PAGE EXCERPT:
If you want to be married one day, is it possible that this is being delayed because your connection with God is not strong enough? Yes. This is possible.
Certainly not everyone who wants to be married is still single because they are too disconnected from God. So don’t automatically assume this is your issue. But if this is your problem, you will only be blessed with a relationship once you reestablish your walk with God.
Therefore, here are 4 signs that can help you know if this applies to you.
1. If a Relationship Would Destroy You Because You Stress Out So Much When You Like Someone
Humans are constantly begging God to give them what God knows will destroy them. Like a loving parent who knows more than their young child, God withholds certain blessings until his children are mature enough to use them safely.
Proverbs 19:14 states, “House and wealth are inherited from fathers, but a prudent wife is from the Lord.” And Proverbs 20:21 (NIV) states, “An inheritance claimed too soon will not be blessed at the end.” If a godly spouse is an inheritance from God, and if God withholds an inheritance when someone is too immature to handle it, in love God will not bless you with a spouse if you are too immature to manage this blessing wisely.

LISTED RECORDS:
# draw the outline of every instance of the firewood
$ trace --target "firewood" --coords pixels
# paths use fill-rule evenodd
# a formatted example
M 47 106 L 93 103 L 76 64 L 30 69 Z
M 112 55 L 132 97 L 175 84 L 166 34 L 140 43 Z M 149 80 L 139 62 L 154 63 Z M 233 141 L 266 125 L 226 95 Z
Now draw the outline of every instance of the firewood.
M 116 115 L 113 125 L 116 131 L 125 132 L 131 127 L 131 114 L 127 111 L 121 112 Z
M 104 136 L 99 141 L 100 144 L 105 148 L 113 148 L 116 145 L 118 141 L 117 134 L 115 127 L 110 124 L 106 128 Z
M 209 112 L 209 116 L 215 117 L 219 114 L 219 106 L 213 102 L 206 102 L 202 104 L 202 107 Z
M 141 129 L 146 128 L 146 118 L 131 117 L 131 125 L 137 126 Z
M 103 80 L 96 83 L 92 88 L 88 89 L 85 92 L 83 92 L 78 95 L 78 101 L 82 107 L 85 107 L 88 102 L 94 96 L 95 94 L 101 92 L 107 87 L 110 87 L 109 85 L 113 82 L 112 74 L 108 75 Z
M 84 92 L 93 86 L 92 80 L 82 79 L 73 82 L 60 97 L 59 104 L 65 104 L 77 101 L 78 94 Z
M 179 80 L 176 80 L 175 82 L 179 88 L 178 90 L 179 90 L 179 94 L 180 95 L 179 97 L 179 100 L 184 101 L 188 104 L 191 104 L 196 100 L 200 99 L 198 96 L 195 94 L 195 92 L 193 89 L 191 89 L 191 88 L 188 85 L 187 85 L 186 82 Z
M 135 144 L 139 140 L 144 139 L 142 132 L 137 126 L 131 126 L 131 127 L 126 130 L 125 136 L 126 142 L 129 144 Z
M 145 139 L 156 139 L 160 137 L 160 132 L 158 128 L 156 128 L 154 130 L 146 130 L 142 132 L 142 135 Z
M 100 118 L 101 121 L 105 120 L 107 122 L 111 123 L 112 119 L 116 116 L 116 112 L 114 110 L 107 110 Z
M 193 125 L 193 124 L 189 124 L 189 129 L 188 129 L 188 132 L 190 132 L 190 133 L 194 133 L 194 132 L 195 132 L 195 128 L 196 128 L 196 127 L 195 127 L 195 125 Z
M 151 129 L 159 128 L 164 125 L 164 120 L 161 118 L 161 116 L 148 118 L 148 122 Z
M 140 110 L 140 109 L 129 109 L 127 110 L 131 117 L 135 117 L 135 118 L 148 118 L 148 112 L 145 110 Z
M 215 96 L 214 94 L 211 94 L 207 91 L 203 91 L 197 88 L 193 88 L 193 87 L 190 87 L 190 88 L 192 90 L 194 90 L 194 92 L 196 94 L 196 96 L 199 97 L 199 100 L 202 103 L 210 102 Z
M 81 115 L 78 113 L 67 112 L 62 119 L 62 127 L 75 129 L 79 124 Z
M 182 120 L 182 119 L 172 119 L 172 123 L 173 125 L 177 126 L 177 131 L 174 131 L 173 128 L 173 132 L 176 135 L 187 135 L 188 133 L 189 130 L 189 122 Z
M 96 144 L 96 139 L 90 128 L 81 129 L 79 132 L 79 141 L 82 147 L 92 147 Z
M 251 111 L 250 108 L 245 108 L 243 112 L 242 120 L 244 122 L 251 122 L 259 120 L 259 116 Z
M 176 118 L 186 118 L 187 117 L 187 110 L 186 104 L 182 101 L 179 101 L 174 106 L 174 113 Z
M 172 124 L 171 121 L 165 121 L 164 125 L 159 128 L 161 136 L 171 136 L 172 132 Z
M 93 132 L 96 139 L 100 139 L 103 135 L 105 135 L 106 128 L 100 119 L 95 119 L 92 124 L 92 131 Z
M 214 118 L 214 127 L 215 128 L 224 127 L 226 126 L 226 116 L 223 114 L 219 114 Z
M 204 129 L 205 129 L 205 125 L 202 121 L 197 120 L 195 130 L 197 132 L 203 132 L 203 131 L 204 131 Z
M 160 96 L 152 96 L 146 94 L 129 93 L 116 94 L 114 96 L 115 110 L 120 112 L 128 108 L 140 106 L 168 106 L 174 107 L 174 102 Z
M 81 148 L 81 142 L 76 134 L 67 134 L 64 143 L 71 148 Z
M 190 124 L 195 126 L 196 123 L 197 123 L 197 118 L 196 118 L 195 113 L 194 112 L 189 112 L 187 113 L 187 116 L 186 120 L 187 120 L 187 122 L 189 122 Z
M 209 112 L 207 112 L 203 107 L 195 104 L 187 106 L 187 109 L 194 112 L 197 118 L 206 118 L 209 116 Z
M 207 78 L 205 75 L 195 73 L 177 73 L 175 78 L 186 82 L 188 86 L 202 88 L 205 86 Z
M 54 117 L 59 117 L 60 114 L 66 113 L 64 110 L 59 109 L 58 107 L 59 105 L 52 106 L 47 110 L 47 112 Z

TASK 1:
Reproduce the rows unchanged, beginning with their first line and running up to and including the line that contains "M 81 115 L 78".
TASK 2:
Write what comes next in the passage on marriage and a connection with God, continuing from its final sentence.

RESULT 1:
# draw the outline of every instance of the firewood
$ trace --target "firewood" --coords pixels
# paths use fill-rule evenodd
# a formatted example
M 47 106 L 93 103 L 76 64 L 30 69 Z
M 112 55 L 132 97 L 175 84 L 166 34 L 140 43 Z M 149 80 L 139 62 L 154 63 Z M 233 141 L 266 125 L 226 95 Z
Now draw the outline of every instance of the firewood.
M 116 115 L 113 125 L 116 131 L 125 132 L 131 127 L 131 114 L 127 111 L 121 112 Z
M 104 136 L 99 141 L 100 144 L 105 148 L 113 148 L 116 145 L 118 141 L 117 134 L 115 127 L 110 124 L 106 128 Z
M 209 112 L 209 116 L 215 117 L 219 114 L 219 106 L 213 102 L 206 102 L 202 104 L 202 107 Z
M 141 129 L 146 128 L 146 118 L 131 117 L 131 125 L 137 126 Z
M 103 80 L 96 83 L 92 88 L 88 89 L 85 92 L 83 92 L 78 95 L 78 101 L 82 107 L 85 107 L 88 102 L 94 96 L 95 94 L 101 92 L 107 87 L 110 87 L 109 85 L 113 82 L 112 74 L 108 75 Z
M 84 92 L 93 86 L 92 80 L 82 79 L 73 82 L 60 97 L 59 104 L 65 104 L 77 101 L 78 94 Z
M 179 80 L 176 80 L 175 82 L 179 88 L 178 90 L 179 90 L 179 94 L 180 95 L 179 97 L 179 100 L 184 101 L 188 104 L 191 104 L 196 100 L 200 99 L 198 96 L 195 94 L 195 92 L 193 89 L 191 89 L 191 88 L 188 85 L 187 85 L 186 82 Z
M 135 144 L 139 140 L 144 139 L 142 132 L 137 126 L 131 126 L 131 127 L 126 130 L 125 136 L 126 142 L 129 144 Z
M 145 139 L 156 139 L 160 137 L 160 132 L 158 128 L 156 128 L 154 130 L 146 130 L 142 132 L 142 135 Z
M 100 118 L 101 121 L 105 120 L 107 122 L 111 123 L 112 119 L 116 116 L 116 112 L 114 110 L 107 110 Z
M 193 125 L 193 124 L 189 124 L 189 129 L 188 129 L 188 132 L 190 132 L 190 133 L 194 133 L 194 132 L 195 132 L 195 128 L 196 128 L 196 127 L 195 127 L 195 125 Z
M 151 129 L 159 128 L 164 125 L 164 120 L 161 118 L 161 116 L 148 118 L 148 122 Z
M 140 110 L 140 109 L 129 109 L 127 110 L 131 117 L 135 117 L 135 118 L 148 118 L 148 112 L 145 110 Z
M 215 96 L 214 94 L 211 94 L 207 91 L 203 91 L 197 88 L 193 88 L 193 87 L 190 87 L 190 88 L 192 90 L 194 90 L 194 92 L 196 94 L 196 96 L 199 97 L 199 100 L 202 103 L 210 102 Z
M 81 115 L 78 113 L 67 112 L 62 119 L 62 127 L 75 129 L 79 124 Z

RESULT 2:
God’s presence matures us. If you are stressed when you like someone or when someone likes you, the solution is not avoidance. Rather, the solution is to find your security in God. God is the one your heart needs most. And when you are fulfilled in Christ, you are then free to enjoy human love in a balanced, healthy way.
2. If You Believe You Can Only Be Happy Once You Are Married
It’s been amazing to view the thousands of comments on the AGW YouTube channel over the years. You get to see people’s perspective from very different points of views and from very different seasons of life.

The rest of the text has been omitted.